Aim
Convert the lines below into a JSON list of strings, one string per line, leaving out any blank lines.
***** Entries shown *****
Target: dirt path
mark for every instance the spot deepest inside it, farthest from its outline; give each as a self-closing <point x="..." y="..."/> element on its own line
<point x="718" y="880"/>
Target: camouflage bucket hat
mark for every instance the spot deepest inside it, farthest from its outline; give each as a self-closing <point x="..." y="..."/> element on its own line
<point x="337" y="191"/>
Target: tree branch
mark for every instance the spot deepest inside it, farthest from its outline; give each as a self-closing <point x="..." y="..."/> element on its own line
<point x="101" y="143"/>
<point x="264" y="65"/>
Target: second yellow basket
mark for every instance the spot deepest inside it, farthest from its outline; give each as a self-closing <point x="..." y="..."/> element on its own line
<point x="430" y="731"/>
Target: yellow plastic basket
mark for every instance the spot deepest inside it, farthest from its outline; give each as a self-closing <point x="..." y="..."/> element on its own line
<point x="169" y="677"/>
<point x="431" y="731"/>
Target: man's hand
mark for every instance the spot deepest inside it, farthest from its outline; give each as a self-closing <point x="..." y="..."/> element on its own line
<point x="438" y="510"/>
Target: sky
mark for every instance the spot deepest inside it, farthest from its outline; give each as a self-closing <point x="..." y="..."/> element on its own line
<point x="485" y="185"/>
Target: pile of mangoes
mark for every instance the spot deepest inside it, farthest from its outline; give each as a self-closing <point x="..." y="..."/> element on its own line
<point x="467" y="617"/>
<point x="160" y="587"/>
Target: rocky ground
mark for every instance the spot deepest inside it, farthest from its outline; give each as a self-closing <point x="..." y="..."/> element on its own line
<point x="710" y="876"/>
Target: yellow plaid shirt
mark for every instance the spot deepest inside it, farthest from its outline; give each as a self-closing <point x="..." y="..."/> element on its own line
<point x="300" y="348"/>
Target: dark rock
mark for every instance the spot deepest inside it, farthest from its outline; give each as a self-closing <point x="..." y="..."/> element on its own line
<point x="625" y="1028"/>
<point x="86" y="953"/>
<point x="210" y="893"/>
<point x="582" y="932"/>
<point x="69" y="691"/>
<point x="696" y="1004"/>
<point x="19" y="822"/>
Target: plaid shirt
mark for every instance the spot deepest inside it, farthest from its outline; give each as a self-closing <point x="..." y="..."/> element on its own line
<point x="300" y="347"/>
*****
Written response
[
  "Target: dirt path",
  "mark for every instance the spot deepest inside it, farthest from its outline; give each as a self-closing <point x=\"...\" y=\"...\"/> element on its own line",
  "<point x=\"718\" y=\"880\"/>",
  "Target: camouflage bucket hat",
  "mark for every instance the spot deepest inside it, farthest from its outline; give each as a self-closing <point x=\"...\" y=\"...\"/> element on its own line",
  "<point x=\"337\" y=\"191\"/>",
  "Target: tree branch",
  "mark for every instance the spot deepest inside it, farthest from its outline; give each as a self-closing <point x=\"...\" y=\"...\"/> element on its own line",
  "<point x=\"101\" y=\"143\"/>",
  "<point x=\"264\" y=\"65\"/>",
  "Target: second yellow basket",
  "mark for every instance the spot deepest inside it, farthest from its outline; give each as a self-closing <point x=\"...\" y=\"...\"/> element on its own line",
  "<point x=\"430\" y=\"731\"/>",
  "Target: yellow plastic basket",
  "mark for every instance the spot deepest inside it, farthest from its outline; give each as a self-closing <point x=\"...\" y=\"...\"/> element on its own line",
  "<point x=\"169\" y=\"677\"/>",
  "<point x=\"431\" y=\"731\"/>",
  "Target: man's hand",
  "mark for every instance the spot deepest inside it, farthest from its outline; give each as a self-closing <point x=\"...\" y=\"...\"/> element on its own line",
  "<point x=\"438\" y=\"510\"/>",
  "Target: sky",
  "mark for every instance the spot deepest inside it, farthest from its outline; give each as a self-closing <point x=\"...\" y=\"...\"/> element on its own line",
  "<point x=\"485\" y=\"185\"/>",
  "Target: pile of mangoes",
  "mark for every instance the spot deepest inside it, farthest from its outline; give each as a self-closing <point x=\"...\" y=\"...\"/> element on its own line",
  "<point x=\"467\" y=\"617\"/>",
  "<point x=\"160\" y=\"587\"/>",
  "Target: rocky ground",
  "mark for every instance the spot deepest inside it, farthest from its outline; give each as a self-closing <point x=\"...\" y=\"...\"/> element on its own line",
  "<point x=\"710\" y=\"876\"/>",
  "Target: yellow plaid shirt",
  "mark for every instance the spot deepest inside it, farthest from its outline; give each as a self-closing <point x=\"...\" y=\"...\"/> element on its own line",
  "<point x=\"300\" y=\"348\"/>",
  "Target: dark rock",
  "mark for every instance the spot deepest inside it, farthest from its outline; give each as a self-closing <point x=\"...\" y=\"...\"/> element on its own line",
  "<point x=\"625\" y=\"1028\"/>",
  "<point x=\"86\" y=\"953\"/>",
  "<point x=\"210\" y=\"893\"/>",
  "<point x=\"582\" y=\"932\"/>",
  "<point x=\"69\" y=\"691\"/>",
  "<point x=\"696\" y=\"1004\"/>",
  "<point x=\"19\" y=\"822\"/>",
  "Target: plaid shirt",
  "mark for every instance the spot deepest inside it, farthest from its outline; give each as a self-closing <point x=\"...\" y=\"...\"/> element on its own line",
  "<point x=\"300\" y=\"347\"/>"
]